PROBLEM DETAILS
Your task is to count the lines of the entries below that include the word "pavement" and to give only the resulting number.

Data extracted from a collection
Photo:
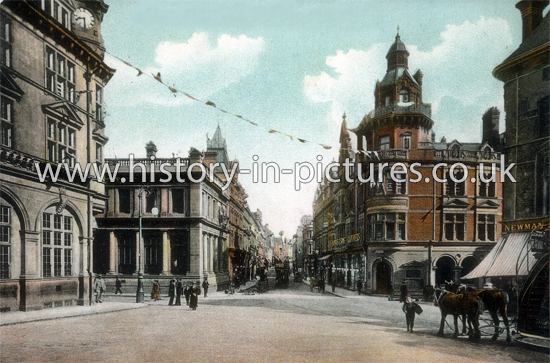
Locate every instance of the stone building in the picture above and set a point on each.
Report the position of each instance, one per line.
(383, 226)
(52, 80)
(187, 235)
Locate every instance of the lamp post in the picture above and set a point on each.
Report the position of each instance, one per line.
(154, 211)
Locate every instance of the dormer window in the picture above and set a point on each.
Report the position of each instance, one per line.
(384, 143)
(404, 95)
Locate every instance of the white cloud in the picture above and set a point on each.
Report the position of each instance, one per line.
(199, 66)
(460, 66)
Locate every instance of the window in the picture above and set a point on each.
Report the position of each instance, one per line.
(5, 41)
(57, 11)
(57, 245)
(487, 189)
(486, 227)
(386, 226)
(125, 201)
(7, 121)
(453, 188)
(544, 117)
(60, 75)
(406, 141)
(61, 142)
(99, 153)
(384, 143)
(404, 95)
(5, 241)
(455, 227)
(99, 103)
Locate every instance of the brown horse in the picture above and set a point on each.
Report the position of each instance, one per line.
(494, 300)
(455, 305)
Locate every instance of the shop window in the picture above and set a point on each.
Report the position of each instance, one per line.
(486, 227)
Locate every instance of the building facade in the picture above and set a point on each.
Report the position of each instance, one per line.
(52, 113)
(391, 223)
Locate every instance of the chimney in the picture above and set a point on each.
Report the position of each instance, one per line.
(151, 149)
(531, 15)
(491, 127)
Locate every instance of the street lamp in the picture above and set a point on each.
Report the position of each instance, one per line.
(154, 211)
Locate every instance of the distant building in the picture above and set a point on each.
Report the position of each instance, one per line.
(411, 229)
(53, 77)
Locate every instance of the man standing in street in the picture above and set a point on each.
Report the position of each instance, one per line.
(172, 291)
(205, 285)
(99, 287)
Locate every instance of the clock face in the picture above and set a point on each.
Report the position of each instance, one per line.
(83, 19)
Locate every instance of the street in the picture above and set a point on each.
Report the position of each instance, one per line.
(281, 325)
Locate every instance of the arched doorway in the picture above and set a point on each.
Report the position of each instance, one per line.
(468, 264)
(383, 277)
(444, 270)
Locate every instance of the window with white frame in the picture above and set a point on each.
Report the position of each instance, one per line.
(5, 41)
(58, 11)
(5, 241)
(60, 75)
(57, 245)
(455, 227)
(486, 227)
(7, 121)
(61, 142)
(386, 226)
(384, 143)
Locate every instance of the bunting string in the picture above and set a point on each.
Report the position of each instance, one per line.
(175, 91)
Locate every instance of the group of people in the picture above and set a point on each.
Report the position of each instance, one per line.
(176, 290)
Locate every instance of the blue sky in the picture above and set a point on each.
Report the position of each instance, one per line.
(296, 67)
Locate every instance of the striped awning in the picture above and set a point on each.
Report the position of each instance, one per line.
(508, 257)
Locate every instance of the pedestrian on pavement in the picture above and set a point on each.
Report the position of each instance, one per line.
(118, 286)
(155, 291)
(404, 292)
(99, 287)
(194, 298)
(205, 285)
(410, 308)
(179, 291)
(390, 292)
(172, 291)
(187, 293)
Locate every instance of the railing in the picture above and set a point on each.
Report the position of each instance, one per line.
(425, 109)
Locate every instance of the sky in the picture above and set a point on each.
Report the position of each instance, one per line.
(294, 67)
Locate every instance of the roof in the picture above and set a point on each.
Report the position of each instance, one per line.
(507, 258)
(397, 46)
(537, 39)
(393, 75)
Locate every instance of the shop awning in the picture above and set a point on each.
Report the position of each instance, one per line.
(508, 255)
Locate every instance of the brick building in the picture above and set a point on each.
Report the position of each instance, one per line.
(408, 228)
(53, 77)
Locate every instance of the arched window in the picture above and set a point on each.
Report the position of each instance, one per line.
(58, 241)
(404, 95)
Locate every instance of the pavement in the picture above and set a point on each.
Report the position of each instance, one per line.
(111, 303)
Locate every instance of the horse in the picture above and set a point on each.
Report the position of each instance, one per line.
(455, 305)
(494, 300)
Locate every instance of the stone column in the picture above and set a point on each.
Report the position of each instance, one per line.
(165, 254)
(113, 248)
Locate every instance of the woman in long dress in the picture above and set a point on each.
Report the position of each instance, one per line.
(155, 291)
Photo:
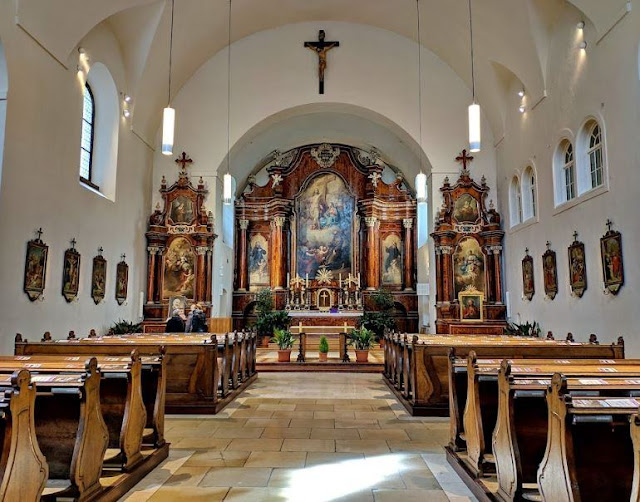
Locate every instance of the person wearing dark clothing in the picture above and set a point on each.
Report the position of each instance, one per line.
(175, 323)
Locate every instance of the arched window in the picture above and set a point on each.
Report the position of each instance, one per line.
(568, 171)
(529, 195)
(515, 202)
(596, 162)
(86, 142)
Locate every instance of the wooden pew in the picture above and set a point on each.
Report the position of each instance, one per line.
(592, 449)
(481, 409)
(121, 398)
(202, 373)
(70, 430)
(23, 467)
(419, 368)
(520, 434)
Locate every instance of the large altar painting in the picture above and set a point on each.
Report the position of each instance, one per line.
(325, 220)
(392, 260)
(468, 267)
(179, 273)
(258, 260)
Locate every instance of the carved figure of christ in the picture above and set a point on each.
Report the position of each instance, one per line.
(321, 48)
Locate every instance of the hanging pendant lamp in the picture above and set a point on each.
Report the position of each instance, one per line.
(475, 138)
(421, 178)
(169, 114)
(227, 180)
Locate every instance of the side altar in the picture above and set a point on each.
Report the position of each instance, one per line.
(325, 233)
(468, 251)
(180, 239)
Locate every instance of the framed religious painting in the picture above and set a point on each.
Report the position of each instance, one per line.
(577, 268)
(471, 303)
(550, 271)
(71, 273)
(122, 281)
(612, 262)
(98, 278)
(528, 279)
(35, 269)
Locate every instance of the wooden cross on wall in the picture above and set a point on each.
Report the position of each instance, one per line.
(321, 48)
(184, 160)
(464, 159)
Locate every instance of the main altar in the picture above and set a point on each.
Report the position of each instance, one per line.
(325, 233)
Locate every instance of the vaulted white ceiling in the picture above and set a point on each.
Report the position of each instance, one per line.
(511, 36)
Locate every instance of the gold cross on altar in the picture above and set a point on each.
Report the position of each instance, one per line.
(463, 159)
(184, 160)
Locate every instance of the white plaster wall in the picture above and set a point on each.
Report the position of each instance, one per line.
(374, 70)
(604, 83)
(40, 188)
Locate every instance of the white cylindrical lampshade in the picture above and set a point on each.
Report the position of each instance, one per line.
(421, 187)
(474, 128)
(168, 127)
(227, 189)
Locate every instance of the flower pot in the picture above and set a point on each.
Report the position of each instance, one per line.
(362, 356)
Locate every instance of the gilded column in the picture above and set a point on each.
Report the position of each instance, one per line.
(372, 258)
(199, 293)
(408, 254)
(151, 275)
(278, 256)
(496, 269)
(243, 272)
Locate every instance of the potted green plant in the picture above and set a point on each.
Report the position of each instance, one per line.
(362, 339)
(323, 349)
(284, 339)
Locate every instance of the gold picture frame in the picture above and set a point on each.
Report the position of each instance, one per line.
(471, 306)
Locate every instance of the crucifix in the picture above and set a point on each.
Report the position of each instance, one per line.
(321, 48)
(184, 160)
(463, 159)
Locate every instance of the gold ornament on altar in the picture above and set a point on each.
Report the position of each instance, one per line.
(324, 275)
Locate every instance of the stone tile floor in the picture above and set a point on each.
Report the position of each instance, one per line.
(311, 437)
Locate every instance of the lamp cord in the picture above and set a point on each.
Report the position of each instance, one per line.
(419, 85)
(170, 51)
(473, 77)
(229, 93)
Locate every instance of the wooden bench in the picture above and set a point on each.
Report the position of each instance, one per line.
(593, 448)
(417, 367)
(70, 430)
(23, 466)
(481, 408)
(203, 372)
(121, 398)
(520, 434)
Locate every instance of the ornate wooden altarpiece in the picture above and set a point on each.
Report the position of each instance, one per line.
(180, 241)
(324, 233)
(468, 249)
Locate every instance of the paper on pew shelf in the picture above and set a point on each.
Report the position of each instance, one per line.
(605, 403)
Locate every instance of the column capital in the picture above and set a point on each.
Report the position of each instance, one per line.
(370, 221)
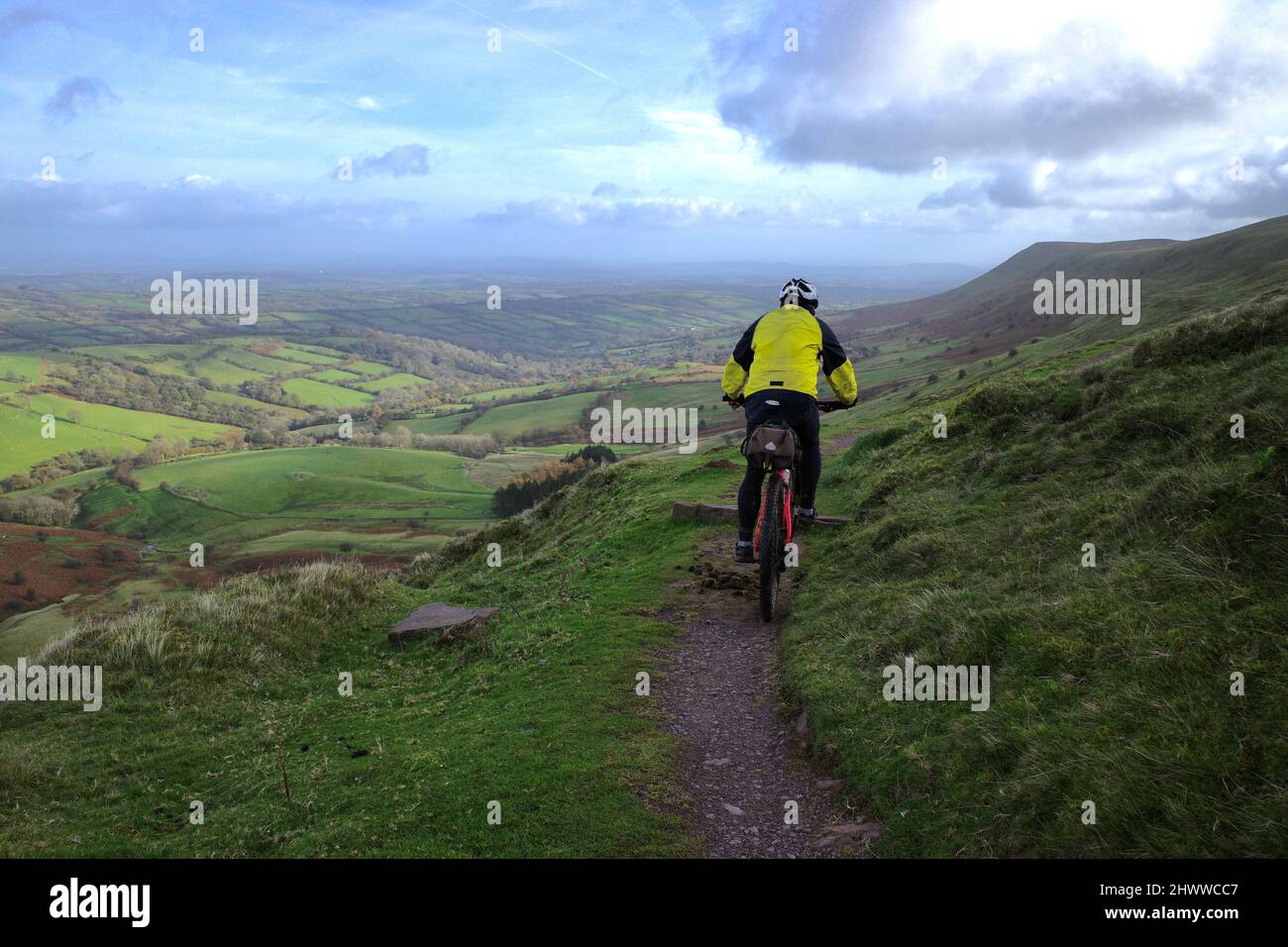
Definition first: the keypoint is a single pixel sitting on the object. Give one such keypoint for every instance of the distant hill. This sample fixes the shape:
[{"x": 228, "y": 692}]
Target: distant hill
[{"x": 995, "y": 311}]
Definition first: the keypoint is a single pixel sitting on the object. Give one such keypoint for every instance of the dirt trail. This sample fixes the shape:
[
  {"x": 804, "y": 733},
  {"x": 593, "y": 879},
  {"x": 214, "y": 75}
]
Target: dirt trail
[{"x": 742, "y": 755}]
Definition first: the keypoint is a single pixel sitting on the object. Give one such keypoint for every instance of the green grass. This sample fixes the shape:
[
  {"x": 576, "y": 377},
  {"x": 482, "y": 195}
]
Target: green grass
[
  {"x": 279, "y": 500},
  {"x": 29, "y": 633},
  {"x": 539, "y": 715},
  {"x": 1109, "y": 684},
  {"x": 398, "y": 380},
  {"x": 322, "y": 394},
  {"x": 115, "y": 429},
  {"x": 552, "y": 414},
  {"x": 344, "y": 541}
]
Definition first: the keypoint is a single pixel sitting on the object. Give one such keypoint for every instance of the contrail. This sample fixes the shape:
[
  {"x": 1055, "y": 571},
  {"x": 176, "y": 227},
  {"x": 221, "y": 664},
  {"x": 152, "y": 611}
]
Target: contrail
[{"x": 536, "y": 42}]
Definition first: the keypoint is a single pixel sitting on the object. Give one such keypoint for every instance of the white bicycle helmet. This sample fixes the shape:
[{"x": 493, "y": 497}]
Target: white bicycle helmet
[{"x": 798, "y": 291}]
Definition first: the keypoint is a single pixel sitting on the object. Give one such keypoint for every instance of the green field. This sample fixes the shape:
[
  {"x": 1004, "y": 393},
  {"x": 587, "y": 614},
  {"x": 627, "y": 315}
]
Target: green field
[
  {"x": 399, "y": 380},
  {"x": 552, "y": 414},
  {"x": 115, "y": 429},
  {"x": 274, "y": 500},
  {"x": 322, "y": 394}
]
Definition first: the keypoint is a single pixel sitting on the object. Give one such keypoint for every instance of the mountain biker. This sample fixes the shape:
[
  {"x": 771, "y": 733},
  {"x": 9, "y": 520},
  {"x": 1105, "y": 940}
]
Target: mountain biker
[{"x": 777, "y": 360}]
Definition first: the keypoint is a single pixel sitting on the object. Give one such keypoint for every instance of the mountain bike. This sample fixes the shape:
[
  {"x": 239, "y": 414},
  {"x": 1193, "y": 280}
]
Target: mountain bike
[{"x": 776, "y": 522}]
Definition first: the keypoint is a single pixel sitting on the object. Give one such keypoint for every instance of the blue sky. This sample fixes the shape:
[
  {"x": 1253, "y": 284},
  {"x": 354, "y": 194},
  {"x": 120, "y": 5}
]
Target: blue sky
[{"x": 629, "y": 131}]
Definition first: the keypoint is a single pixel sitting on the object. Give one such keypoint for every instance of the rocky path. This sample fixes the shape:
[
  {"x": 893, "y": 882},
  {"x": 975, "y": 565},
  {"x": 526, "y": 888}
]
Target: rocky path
[{"x": 743, "y": 762}]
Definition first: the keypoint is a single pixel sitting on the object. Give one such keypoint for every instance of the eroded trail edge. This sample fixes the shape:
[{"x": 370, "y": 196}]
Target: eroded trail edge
[{"x": 743, "y": 757}]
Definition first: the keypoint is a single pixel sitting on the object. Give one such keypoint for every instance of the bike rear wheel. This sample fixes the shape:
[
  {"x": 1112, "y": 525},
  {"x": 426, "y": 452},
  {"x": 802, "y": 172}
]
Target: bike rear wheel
[{"x": 771, "y": 547}]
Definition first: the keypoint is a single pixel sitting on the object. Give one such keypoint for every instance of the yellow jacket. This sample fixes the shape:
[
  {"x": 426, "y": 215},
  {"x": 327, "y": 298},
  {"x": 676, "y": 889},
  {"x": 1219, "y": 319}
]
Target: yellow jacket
[{"x": 781, "y": 350}]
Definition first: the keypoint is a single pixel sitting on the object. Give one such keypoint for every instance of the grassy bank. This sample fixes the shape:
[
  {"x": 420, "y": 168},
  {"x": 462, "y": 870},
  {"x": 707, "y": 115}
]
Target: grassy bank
[
  {"x": 214, "y": 697},
  {"x": 1109, "y": 684}
]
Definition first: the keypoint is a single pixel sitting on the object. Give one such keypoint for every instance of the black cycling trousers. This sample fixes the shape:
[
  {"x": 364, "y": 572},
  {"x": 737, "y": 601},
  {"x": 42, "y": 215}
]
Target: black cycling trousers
[{"x": 800, "y": 411}]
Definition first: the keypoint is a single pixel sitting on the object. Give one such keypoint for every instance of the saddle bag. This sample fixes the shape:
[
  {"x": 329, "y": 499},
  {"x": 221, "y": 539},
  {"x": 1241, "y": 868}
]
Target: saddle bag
[{"x": 772, "y": 444}]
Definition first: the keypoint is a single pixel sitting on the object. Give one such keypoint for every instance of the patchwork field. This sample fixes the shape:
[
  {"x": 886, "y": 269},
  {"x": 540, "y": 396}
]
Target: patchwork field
[
  {"x": 81, "y": 425},
  {"x": 552, "y": 414},
  {"x": 283, "y": 500}
]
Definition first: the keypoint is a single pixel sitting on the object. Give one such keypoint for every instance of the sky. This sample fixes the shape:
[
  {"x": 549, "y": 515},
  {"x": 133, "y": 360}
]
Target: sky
[{"x": 331, "y": 136}]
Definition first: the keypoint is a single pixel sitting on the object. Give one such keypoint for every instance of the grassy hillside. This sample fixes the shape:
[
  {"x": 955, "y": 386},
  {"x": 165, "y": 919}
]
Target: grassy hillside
[
  {"x": 237, "y": 496},
  {"x": 217, "y": 696},
  {"x": 1111, "y": 684},
  {"x": 82, "y": 425},
  {"x": 1108, "y": 684},
  {"x": 993, "y": 313}
]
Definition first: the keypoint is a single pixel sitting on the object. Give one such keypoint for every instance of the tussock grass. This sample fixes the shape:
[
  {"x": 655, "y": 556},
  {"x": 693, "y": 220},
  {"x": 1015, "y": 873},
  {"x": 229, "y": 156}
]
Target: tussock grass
[
  {"x": 1111, "y": 684},
  {"x": 244, "y": 622}
]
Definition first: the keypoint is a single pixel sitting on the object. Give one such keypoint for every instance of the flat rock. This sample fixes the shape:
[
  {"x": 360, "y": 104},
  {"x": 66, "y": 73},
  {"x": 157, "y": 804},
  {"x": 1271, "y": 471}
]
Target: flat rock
[
  {"x": 850, "y": 828},
  {"x": 442, "y": 620}
]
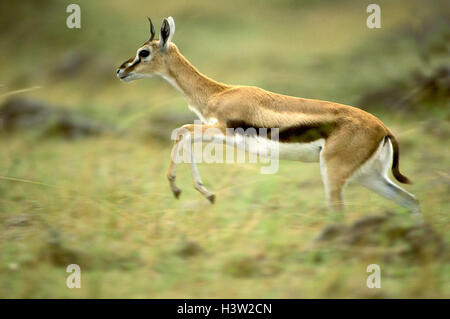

REPLY
2